■ **Page extract**
This article, written in late 2021, explores in great detail the background of the 1619 Project and its subsequent implementation and expansion, which I’ve mentioned in a previous post. But it is the ensuing backlash to this project that is fascinating.

The 1619 Project essentially introduces into our national K-12 curriculum, additional, factual information about our country’s slave-holding past and its lasting impact on our society. This part of our history had been mostly ignored in history books, even those written by eminent scholars, but now the 1619 Project has been introduced into the curriculum, at least in some larger school districts, through the perspective of slaves and Black Americans in their own voices, including narrative prose, poetry and a focus on the contributions of Black citizens to our history. But according to its opponents, the 1619 Project has become its own sinister, divisive force.

“…opponents believed that “history that dwells on unsavory or even horrific episodes in our past is unpatriotic and likely to alienate young students from their own country.” … [And the proponents of the 1619 Project believe] “exposing students to grim chapters of our past is essential to the creation of informed, responsible citizens.”

For example, Senator Tom Cotton, Republican of Arkansas, introduced a bill, embarrassingly called the “Saving American History Act”, to prohibit the use of federal funds to integrate the 1619 Project’s studies into the national K-12 curriculum. He referred to the proposed 1619 Project curriculum as “racially divisive” and said that its inclusion in our country’s K-12 studies would result in “a revisionist account of history” that would deny the “noble principles freedom and equality on which our nation was founded.” Although Senator Cotton’s bill never became law, it purportedly inspired 12 states to enact statutes that currently prohibit the integration of the 1619 curriculum into the public schools.

According to this construction, it is divisive to tell the truth, to upend our self-congratulatory version of American history with additional facts that broaden and deepen our knowledge of our shared past. How do we learn from our history, including our mistakes, if much of it simply isn’t written down and studied by our current and future generations? To really learn critical thinking skills, as our current K-12 curriculum swears our students do, shouldn’t our children be taught the importance of holding two, contradictory ideas at the same time, and then how to reconcile or not reconcile them, like the fact that our country was founded on both slavery and freedom?

Interestingly, the author of this New York Times article, Jake Silverstein, proposes that rather than ban concepts thought to be divisive, we instead require them to be studied, starting with the idea that “all men are created equal”.

■ **Excerpted data**
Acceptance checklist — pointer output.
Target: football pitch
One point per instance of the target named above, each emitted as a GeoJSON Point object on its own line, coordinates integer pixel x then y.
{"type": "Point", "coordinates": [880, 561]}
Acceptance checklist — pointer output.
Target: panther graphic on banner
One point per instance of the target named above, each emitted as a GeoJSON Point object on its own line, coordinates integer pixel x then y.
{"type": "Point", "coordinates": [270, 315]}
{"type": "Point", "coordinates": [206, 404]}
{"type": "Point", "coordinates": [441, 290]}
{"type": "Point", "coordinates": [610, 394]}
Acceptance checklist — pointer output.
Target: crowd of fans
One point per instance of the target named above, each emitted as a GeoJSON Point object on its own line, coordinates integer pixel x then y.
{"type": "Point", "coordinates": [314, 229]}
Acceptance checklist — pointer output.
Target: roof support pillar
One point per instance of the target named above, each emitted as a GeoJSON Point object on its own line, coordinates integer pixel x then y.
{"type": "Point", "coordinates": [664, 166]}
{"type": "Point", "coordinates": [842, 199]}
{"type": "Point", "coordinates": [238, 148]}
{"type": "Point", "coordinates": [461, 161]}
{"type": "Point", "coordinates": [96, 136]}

■ **Directions**
In the passage on the 1619 Project, what was the name of the bill that Senator Tom Cotton introduced?

■ **Complete answer**
The "Saving American History Act."